* [TEXT BLOCK]
This is true, you just have to write 3 times as much code to make the OO 
design work. And you lose the ability to do agile programming, because you 
have to implement so much new code to add a new node or operation (probably 
on the order of a week for either in an Ada compiler perspective -- dozens 
of operations and dozens of node types are needed there).


>>>>> Since nothing of that kind is possible, what you propose is monolithic
>>>>> design AKA "god-class", when the variant record must know *in advance*
>>>>> all
>>>>> future "extensions", which are extensions no more.
>>>>
>>>> Why in advance? One *modifies* code in maintenance; one doesn't tie 
>>>> both
>>>> hands behind your back! It's hard enough to work on a compiler without
>>>> making arbitrary rules preventing the modification of types.
>>>
>>> That is the exact meaning of "in advance": before the final version of 
>>> the
>>> program unit gets ready all variants must be known.
>>
>> Umm, we're talking about a compiler, and there never is a "final" version 
>> of
>> a compiler.
>
> Final = deployed, of course.

Which is relevant how? It's just a snapshot of a continual evolution.

...
>>> Note that inheritance would handle this safely. It will be:
>>>
>>>     Current.Token.Do_Something; -- A dispatching call override
>>>
>>> Do_Something would be abstract must-be-overridden for Float_Token.
>>
>> Sure, but that's what's maddening about using OOP in this way. You have 
>> to
>> define and implement *every* such operation that way for a new node 
>> before
>> anything can be done (even compiling the changed program).
>
> Exactly. This is called being typed. Operations do not exist without 
> types. The design with case-statements spread all over the client code is 
> untyped because chunks of client code under "whens" are not attributed to 
> any type, have no contract etc. OO allows us
>
> 1. To give a contract to this code
> 2. To refactor and reuse this code
> 3. To place it in separate compilation units *related* to the types 
> involved.

[Lines for bounding box labeling]
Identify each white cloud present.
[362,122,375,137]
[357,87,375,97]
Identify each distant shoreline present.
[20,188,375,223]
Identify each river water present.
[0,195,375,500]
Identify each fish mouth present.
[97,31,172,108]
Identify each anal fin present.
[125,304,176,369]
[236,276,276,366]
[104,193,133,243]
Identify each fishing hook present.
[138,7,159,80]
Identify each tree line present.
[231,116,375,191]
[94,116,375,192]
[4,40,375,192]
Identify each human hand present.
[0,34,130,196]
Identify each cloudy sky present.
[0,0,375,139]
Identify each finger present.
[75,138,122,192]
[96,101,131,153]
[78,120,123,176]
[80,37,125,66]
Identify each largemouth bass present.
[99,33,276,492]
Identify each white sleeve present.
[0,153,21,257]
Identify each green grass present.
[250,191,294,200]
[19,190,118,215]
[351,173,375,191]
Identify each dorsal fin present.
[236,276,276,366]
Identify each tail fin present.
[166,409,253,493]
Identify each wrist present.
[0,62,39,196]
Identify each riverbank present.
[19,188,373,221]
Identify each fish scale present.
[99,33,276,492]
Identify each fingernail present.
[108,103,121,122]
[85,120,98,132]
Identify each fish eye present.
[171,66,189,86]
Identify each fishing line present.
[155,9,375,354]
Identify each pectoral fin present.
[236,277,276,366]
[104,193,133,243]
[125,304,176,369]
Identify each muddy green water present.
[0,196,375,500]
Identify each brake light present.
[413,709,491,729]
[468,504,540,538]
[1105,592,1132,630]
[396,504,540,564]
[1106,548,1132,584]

--

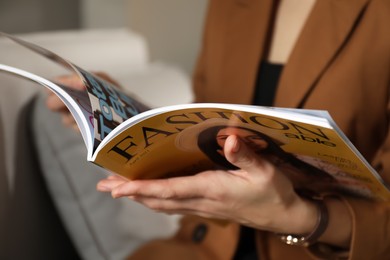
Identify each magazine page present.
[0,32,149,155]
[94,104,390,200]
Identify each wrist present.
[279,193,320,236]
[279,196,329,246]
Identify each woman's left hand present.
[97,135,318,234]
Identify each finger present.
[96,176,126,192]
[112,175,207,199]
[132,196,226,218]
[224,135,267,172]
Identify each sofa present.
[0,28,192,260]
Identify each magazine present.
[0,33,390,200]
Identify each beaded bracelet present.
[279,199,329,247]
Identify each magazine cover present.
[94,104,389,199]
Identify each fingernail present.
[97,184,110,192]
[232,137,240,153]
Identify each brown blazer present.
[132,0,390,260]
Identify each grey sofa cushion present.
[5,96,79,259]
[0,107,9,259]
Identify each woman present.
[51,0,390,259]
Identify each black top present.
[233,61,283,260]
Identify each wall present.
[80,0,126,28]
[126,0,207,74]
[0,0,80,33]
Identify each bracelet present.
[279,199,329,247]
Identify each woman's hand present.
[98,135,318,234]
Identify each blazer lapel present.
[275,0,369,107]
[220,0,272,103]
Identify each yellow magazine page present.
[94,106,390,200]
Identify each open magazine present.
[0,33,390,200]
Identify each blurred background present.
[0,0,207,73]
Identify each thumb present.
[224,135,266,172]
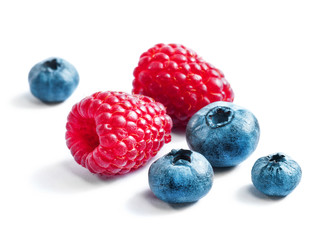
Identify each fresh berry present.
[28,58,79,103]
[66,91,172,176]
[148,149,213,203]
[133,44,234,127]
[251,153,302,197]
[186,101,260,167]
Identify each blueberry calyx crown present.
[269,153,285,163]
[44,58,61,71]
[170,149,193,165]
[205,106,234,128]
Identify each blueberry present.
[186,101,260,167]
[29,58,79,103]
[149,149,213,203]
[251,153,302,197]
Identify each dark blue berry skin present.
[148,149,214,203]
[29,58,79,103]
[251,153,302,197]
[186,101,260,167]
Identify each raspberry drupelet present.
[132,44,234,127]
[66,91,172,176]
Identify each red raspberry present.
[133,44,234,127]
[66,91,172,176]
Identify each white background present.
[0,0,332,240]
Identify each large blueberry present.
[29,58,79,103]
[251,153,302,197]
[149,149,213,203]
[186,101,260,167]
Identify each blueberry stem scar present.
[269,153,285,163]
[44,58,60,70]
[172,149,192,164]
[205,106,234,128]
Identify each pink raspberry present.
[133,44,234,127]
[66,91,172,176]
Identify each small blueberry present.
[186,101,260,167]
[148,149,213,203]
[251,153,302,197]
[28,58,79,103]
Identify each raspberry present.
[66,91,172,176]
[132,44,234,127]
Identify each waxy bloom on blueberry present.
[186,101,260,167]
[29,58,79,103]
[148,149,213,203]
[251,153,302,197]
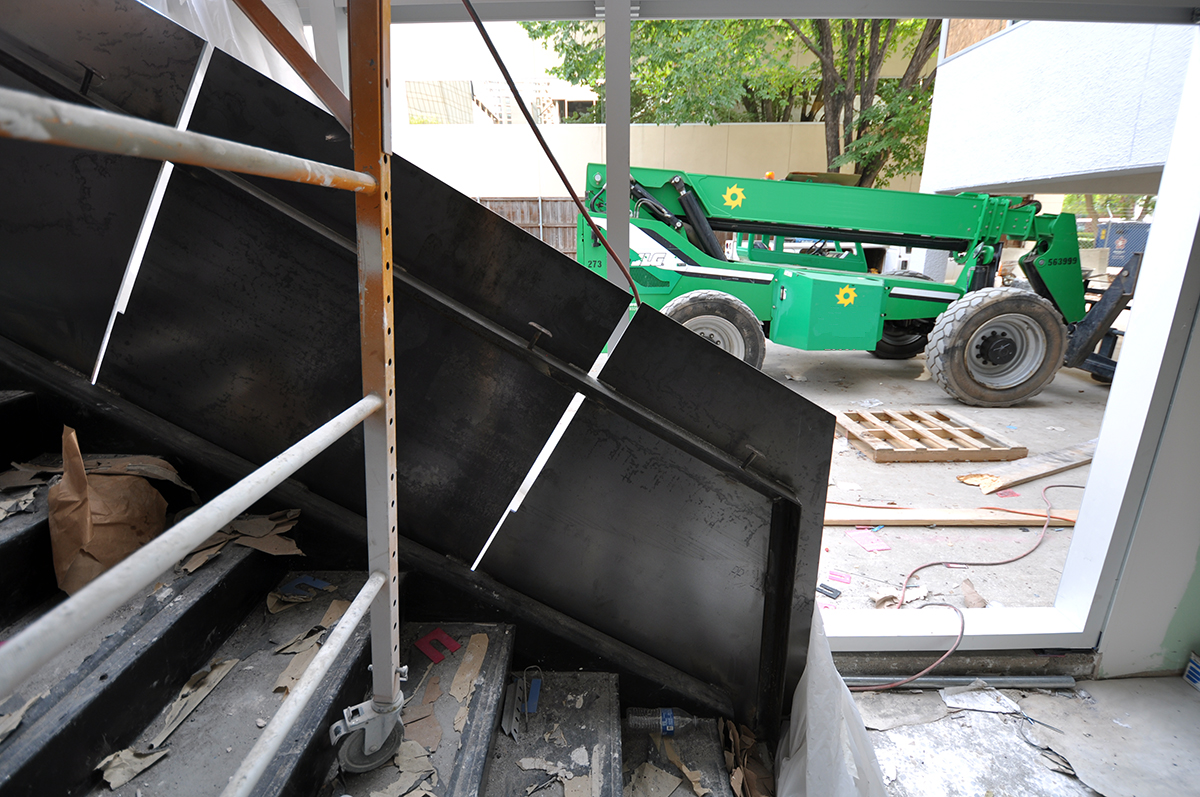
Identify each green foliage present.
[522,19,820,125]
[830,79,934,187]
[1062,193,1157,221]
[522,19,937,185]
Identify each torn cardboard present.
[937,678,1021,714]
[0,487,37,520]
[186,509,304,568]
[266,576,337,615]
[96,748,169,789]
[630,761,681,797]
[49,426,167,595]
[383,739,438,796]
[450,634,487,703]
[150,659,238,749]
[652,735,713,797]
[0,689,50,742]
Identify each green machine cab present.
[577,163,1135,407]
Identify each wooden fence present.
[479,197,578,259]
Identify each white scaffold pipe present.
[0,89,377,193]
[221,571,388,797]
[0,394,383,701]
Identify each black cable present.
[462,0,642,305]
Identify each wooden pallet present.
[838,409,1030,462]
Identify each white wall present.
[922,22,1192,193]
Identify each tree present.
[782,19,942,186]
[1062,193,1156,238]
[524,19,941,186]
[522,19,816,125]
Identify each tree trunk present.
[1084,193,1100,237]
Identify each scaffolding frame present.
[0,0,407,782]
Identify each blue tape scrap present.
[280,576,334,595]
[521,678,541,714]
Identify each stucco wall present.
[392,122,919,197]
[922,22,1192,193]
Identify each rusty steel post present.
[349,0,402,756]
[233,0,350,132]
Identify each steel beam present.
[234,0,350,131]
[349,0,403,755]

* [WHAT TO WORK ON]
[A] In the forum thread, how long might it take to add a new node or operation to an Ada compiler?
[B] Reproduce the forum thread word for word, starting at "This is true, you" and ending at "are needed there).".
Work from the forum thread alone.

* [WORKED SOLUTIONS]
[A] Probably on the order of a week for either.

[B]
This is true, you just have to write 3 times as much code to make the OO 
design work. And you lose the ability to do agile programming, because you 
have to implement so much new code to add a new node or operation (probably 
on the order of a week for either in an Ada compiler perspective -- dozens 
of operations and dozens of node types are needed there).